> **TASK REQUIREMENTS**: Look through the material below for "brown". Copy every line that contains it.

> **INPUT MATERIAL**:
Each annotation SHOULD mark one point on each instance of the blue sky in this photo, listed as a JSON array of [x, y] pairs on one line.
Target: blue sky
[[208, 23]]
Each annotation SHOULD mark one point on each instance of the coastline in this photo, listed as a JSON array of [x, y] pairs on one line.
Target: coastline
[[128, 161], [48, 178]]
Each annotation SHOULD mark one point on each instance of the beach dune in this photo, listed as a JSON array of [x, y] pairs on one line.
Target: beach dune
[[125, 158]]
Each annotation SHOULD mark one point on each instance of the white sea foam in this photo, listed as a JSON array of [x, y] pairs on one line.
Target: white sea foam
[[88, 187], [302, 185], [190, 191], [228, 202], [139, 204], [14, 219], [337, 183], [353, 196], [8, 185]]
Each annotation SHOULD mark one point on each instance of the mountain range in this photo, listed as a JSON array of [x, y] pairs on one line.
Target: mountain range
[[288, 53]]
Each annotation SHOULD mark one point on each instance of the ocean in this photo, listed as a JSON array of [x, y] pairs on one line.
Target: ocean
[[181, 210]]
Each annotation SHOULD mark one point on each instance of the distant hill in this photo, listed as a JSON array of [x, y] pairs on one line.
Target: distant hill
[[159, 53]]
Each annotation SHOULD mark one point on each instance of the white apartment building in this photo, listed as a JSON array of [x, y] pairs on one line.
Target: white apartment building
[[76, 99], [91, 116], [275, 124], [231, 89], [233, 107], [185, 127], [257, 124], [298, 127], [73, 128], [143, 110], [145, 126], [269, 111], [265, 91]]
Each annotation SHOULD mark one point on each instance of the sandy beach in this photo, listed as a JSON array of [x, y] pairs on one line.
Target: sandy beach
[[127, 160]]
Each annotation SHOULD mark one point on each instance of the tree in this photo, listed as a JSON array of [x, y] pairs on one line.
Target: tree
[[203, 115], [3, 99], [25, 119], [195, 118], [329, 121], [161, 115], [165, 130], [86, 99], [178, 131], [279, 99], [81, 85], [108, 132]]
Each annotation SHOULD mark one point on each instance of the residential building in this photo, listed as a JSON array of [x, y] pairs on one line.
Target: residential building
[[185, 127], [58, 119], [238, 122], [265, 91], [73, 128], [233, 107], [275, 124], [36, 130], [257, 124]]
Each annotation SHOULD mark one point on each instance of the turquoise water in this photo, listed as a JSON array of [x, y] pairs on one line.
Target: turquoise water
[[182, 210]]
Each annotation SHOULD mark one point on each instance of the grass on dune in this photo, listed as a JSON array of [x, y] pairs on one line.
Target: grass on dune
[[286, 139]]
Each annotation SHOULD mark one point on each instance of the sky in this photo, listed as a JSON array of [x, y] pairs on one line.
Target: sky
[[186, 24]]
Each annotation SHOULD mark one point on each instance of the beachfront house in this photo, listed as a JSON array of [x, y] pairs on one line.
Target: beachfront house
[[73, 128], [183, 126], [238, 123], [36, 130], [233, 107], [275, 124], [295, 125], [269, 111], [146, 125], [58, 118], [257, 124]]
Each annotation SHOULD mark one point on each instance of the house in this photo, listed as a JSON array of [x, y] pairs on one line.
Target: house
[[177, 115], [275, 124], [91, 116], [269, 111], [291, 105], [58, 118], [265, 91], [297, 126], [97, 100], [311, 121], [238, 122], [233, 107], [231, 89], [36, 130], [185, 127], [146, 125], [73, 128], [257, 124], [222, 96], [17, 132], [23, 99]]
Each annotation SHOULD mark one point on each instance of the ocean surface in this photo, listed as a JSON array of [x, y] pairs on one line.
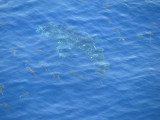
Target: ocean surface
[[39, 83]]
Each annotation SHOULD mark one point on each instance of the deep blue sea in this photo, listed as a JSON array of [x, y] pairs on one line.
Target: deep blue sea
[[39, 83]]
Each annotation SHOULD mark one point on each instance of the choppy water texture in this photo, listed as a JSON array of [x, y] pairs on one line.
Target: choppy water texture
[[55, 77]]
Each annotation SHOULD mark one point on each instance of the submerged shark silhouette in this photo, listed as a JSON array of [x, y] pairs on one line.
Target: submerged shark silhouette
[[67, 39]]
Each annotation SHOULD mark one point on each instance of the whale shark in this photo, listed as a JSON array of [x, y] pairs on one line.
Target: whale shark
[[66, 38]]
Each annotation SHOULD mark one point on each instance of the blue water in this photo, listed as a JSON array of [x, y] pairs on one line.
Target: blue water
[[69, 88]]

---

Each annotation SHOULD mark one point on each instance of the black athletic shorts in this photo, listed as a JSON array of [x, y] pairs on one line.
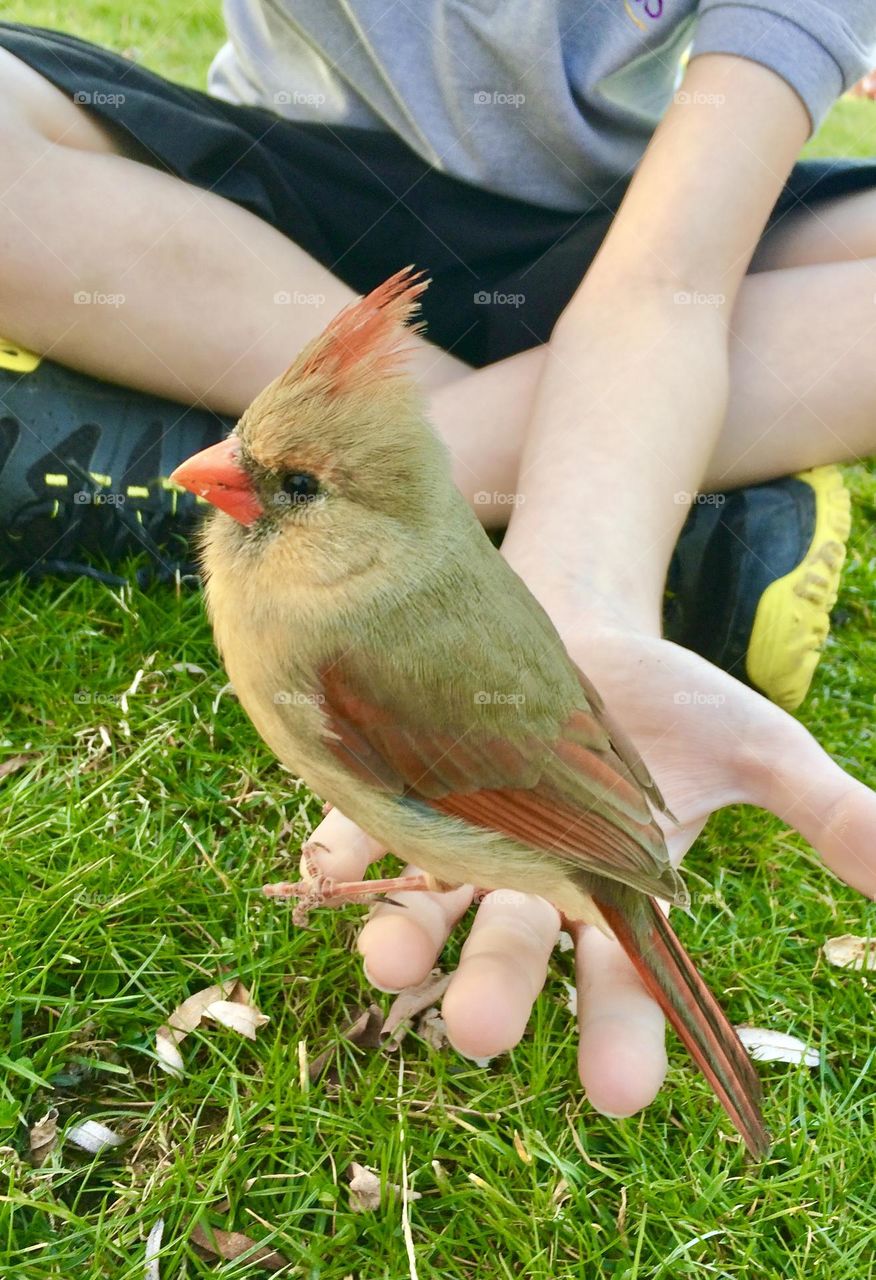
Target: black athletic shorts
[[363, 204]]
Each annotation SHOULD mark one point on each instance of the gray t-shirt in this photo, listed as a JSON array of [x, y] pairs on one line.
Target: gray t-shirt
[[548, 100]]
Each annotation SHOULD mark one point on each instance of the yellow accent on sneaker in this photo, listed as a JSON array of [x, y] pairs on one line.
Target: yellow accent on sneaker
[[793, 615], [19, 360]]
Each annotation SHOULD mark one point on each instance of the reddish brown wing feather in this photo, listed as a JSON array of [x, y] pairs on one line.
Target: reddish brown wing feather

> **FINISHED TASK**:
Each annotation SHOULD mark one point on each instance of the reddish brown wing feather in this photo, listed as a JSON array of [x, y] pairs on one line.
Target: reddish brown wing feather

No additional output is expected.